▶ _Selection_
Figure 2. Breakdown of self-reported sex (left) and native language (right) by participant group.
For simplicity, the various Indian languages reported are grouped into higher-level family/sub-family groupings based on classifications in Glottolog (Hammarström et al., 2021). We emphasize that these groupings strictly refer to the traditionally accepted language families/sub-families (“Indo-Aryan” and “Dravidian”) and do not imply any real or imagined races.
Experiment Design
We used the same basic experimental design as Daikoku et al. (2022), who divided a set of 30 diverse global recordings (Figure 1) into 6 sets of 5 recordings to collect perceptual judgments of musical features for each recording and similarity ratings for all possible pairs of recordings from within each of the 6 sets. Like Daikoku et al. (2022), we divided the participants into 6 groups (Figure 3), where all members within each group rated the same 5 songs from the 30-song sample. Participants were assigned randomly but distributed evenly so that eight Indian participants (two from each of the four sub-groups) contributed similarity ratings for any given pair of songs. Tracks were played in a random order for each participant, and participants within each sub-group were randomly assigned to each group of songs. Tables 1 and 2 show the various feature labels used for the low, medium, and high values of each feature.
Figure 3.
The experiment is divided into three parts, rating each song by individual features (on a three-point scale; Part I), rating similarity for pairs of songs (five-point scale; Part II), and then a demographic survey (e.g., age, gender, musical experience).
Table 1. Full summary of participant listening preferences, sex, and native language.
| Musical preference | Gender | Native language | ||||||||
|---|---|---|---|---|---|---|---|---|---|---|
| Demographic | Indian genres | Western genres | Male | Female | Indo-Aryan | Dravidian | English | Japanese | ||
| North Indian Musician | Bollywood, Hindustani Classical, Contemporary fusion, Indian Classical, Ghazals, World Music | K-Pop, Rock, Blues R&B, Progressive, Rock, Psychedelic Rock, Progressive Metal, Hip Hop, Western Classical, Metal, Fusion, Jazz, DnB, Pop | 11 | 1 | 12 | 0 | 0 | 0 | ||
| North Indian Non-musician | Bollywood, Ghazal, Classical, Old Hindi Music, Punjabi | Classic Rock, Alternative, Hip Hop, Pop, Loft, Soft Rock, Western Classical | 7 | 5 | 8 | 0 | 4 | 0 | ||
| South Indian Musician | Carnatic Music, Indian Classical, Hindustani, Bollywood, Devotional, World Music, Indian Folk, Film Music, Tamil Film Music, Fusion | Philharmonic, Western Classical, English Pop, Rock, EDM, Indie | 7 | 5 | 0 | 12 | 0 | 0 | ||
| South Indian Non-musician | Bollywood, Indian Pop, Instrumental Classical, Indian Classical, Ghazals, Indie | K-Pop, Western Classical, Rock, Blues, Ambient, Instrumental, Slow, Hip Hop, Jazz, Pop, Electronic Music | 7 | 5 | 3 | 7 | 2 | 0 | ||
| Japanese | J-Pop, Japanese Classical, Vocaloid, Japanese Rock, Game, Anime | Rock, Classic, Jam, Trip-Hop, Reggae, Punk Rock, Jazz, Blues, Funk, Soul, Acoustic, R&B, 70s USA, Hard Rock, Afro Beat, Swing, Orchestral Music, Brass band, EDM, A Capella, Techno, House, Electronica, Alternative Rock, Progressive Rock, Metal | 52 | 10 | 0 | 0 | 1 | 62 | ||
Table 2. Labels used for low middle and high values for each feature.

▶ _Exercise instructions_
• 1. Which participant groups appear as rows in Table 1 of the music perception excerpt?
• 2. Can you return the lines of the records starting at the line that contains "Expected behaviour: for each instance of the bare" and ending at the line that contains "Query: bare soil", with both of those lines included?

▶ _Source material_

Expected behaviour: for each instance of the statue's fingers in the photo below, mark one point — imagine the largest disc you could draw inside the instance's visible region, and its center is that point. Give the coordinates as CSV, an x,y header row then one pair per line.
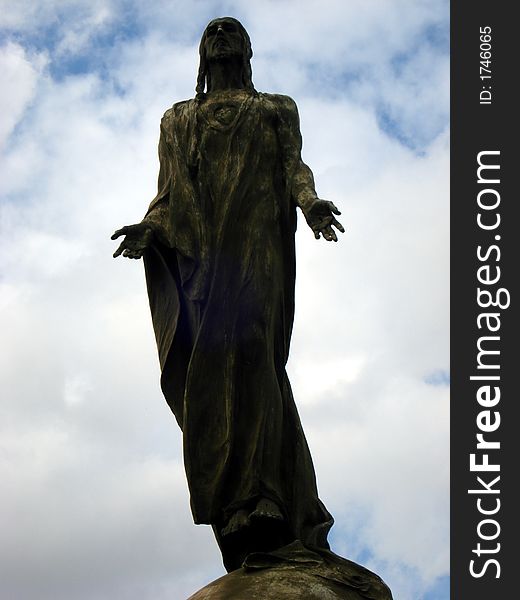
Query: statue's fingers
x,y
119,250
338,225
329,235
119,232
334,208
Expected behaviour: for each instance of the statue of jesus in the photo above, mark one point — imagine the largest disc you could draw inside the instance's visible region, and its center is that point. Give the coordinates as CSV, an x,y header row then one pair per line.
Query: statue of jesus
x,y
219,254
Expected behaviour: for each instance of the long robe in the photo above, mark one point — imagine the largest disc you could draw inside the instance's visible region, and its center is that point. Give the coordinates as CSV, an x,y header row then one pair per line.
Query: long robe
x,y
220,281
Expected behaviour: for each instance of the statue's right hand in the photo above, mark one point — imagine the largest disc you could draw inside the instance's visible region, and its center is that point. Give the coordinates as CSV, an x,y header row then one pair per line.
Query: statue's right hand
x,y
137,238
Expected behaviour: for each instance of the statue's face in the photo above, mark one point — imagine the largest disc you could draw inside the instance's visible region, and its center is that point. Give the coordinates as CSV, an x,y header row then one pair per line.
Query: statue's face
x,y
223,40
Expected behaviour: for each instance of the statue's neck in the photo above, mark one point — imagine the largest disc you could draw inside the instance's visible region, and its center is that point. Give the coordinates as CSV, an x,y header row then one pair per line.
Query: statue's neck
x,y
226,75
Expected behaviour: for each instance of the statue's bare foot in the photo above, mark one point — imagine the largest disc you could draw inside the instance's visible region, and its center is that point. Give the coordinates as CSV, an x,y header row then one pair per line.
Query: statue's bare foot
x,y
239,521
266,509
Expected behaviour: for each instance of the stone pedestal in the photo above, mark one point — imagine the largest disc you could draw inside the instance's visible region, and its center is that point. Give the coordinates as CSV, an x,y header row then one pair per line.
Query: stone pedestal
x,y
296,573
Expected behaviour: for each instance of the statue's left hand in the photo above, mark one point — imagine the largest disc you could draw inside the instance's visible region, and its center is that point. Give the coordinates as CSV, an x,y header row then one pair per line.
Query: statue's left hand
x,y
137,238
320,218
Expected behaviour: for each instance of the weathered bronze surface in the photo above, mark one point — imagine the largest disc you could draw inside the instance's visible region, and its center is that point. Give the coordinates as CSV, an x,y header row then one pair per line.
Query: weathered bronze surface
x,y
219,254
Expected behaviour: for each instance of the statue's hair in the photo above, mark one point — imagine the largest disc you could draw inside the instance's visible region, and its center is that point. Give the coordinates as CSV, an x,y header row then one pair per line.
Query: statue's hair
x,y
204,76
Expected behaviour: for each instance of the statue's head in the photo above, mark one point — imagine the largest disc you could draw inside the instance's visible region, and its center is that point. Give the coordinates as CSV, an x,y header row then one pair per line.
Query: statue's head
x,y
224,38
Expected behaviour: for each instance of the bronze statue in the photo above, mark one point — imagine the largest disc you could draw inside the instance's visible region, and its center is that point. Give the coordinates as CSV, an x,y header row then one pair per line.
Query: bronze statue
x,y
219,253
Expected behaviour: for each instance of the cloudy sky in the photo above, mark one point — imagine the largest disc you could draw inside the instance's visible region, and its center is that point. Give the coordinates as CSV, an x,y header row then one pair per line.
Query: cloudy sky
x,y
93,500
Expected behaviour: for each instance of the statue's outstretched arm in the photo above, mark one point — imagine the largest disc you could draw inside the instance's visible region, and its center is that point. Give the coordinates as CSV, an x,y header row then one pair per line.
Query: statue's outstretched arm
x,y
318,213
155,225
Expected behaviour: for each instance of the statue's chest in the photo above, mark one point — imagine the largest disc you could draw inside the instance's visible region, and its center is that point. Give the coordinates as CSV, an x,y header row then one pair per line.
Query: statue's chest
x,y
222,114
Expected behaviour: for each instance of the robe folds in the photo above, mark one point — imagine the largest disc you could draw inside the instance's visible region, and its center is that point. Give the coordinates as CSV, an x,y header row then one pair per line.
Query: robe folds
x,y
220,278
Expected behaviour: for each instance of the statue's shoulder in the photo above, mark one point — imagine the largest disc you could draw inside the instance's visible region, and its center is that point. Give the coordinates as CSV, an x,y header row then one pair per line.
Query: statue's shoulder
x,y
279,102
178,110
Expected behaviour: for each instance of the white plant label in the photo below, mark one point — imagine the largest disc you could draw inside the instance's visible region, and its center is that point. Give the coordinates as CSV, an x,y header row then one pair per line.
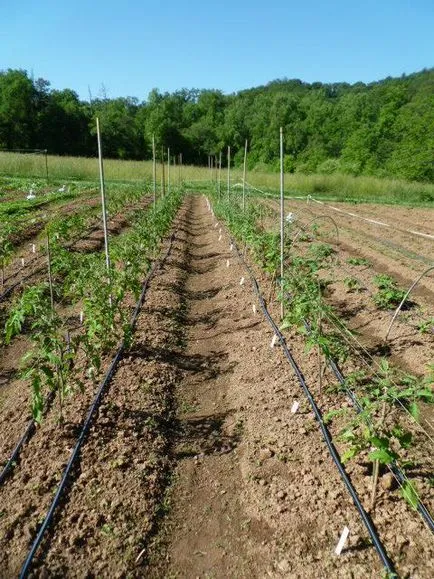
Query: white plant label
x,y
342,540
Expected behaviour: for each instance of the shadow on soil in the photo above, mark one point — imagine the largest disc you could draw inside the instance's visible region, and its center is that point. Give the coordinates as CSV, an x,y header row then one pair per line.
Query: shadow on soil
x,y
204,435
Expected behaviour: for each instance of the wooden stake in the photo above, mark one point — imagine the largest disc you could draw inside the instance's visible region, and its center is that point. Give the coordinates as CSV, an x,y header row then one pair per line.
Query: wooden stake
x,y
219,179
282,224
163,176
103,199
154,169
244,176
229,172
168,170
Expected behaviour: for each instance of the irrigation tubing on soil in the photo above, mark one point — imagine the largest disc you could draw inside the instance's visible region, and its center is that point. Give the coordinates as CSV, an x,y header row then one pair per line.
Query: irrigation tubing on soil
x,y
397,472
86,426
28,433
369,524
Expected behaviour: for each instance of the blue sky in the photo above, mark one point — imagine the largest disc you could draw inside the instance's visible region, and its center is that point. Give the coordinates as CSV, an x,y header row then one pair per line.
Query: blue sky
x,y
132,46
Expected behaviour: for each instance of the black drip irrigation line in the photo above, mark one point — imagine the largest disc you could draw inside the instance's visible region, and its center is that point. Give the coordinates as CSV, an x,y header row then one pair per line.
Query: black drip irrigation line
x,y
25,570
423,511
369,524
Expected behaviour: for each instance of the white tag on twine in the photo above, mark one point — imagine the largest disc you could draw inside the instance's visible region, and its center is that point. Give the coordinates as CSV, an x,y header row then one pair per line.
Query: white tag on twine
x,y
342,540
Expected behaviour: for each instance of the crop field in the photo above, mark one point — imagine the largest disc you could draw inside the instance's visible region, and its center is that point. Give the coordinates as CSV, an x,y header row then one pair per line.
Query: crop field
x,y
160,417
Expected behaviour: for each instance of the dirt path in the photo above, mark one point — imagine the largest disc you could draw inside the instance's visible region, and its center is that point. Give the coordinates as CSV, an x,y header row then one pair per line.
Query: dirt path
x,y
195,466
247,497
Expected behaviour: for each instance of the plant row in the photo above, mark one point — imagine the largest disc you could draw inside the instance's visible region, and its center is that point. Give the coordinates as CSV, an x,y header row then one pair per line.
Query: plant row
x,y
378,432
61,359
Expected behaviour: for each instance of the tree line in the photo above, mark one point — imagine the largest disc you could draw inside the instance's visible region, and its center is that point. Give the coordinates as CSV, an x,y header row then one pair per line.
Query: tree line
x,y
384,128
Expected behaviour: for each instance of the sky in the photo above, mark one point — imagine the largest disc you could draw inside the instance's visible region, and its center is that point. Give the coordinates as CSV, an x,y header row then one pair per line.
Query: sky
x,y
128,47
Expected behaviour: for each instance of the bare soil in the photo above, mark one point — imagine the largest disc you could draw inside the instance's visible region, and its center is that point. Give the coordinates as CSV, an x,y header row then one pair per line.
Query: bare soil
x,y
195,465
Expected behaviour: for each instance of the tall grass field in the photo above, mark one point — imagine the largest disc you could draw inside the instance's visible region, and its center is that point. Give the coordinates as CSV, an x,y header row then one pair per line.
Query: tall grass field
x,y
331,187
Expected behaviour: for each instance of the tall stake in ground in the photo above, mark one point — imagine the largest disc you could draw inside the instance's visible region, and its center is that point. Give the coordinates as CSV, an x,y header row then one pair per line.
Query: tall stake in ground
x,y
154,170
282,224
244,176
168,170
163,176
219,181
229,172
103,201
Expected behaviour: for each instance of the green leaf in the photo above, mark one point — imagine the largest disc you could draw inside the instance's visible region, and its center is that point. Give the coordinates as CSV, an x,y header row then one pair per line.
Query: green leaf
x,y
414,410
383,456
408,492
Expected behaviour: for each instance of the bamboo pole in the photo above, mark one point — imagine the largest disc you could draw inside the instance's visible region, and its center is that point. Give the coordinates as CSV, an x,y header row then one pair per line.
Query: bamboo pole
x,y
229,172
219,178
163,176
154,170
103,199
244,176
168,170
50,276
282,223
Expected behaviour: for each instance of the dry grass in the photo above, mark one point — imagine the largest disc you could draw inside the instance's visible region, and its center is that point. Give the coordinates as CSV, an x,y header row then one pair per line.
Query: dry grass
x,y
323,186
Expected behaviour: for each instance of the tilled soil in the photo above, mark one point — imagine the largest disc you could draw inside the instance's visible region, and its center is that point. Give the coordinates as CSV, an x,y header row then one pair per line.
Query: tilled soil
x,y
195,465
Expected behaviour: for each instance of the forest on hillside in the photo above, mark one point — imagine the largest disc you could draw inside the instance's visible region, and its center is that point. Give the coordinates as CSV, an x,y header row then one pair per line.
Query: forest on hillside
x,y
384,128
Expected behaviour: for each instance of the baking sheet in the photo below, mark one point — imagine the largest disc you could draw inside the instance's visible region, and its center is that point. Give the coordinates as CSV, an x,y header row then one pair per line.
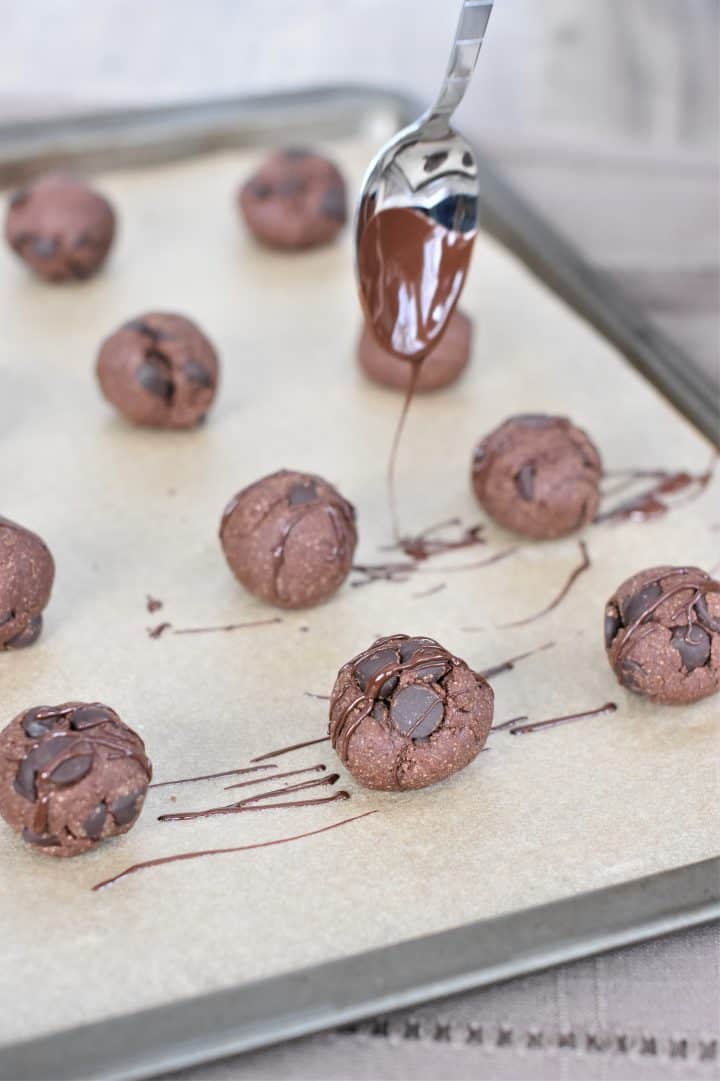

▶ _Responses for each task_
• 1.
North Indian Musician
North Indian Non-musician
South Indian Musician
South Indian Non-musician
Japanese

• 2.
Expected behaviour: for each instance of the bare soil in the photo above, mark one point — imagine the largest disc you could draw inside the instance's visible region, and its center is that point. Give the coordinates as CSV, an x,y header row then one pair per line.
Query: bare soil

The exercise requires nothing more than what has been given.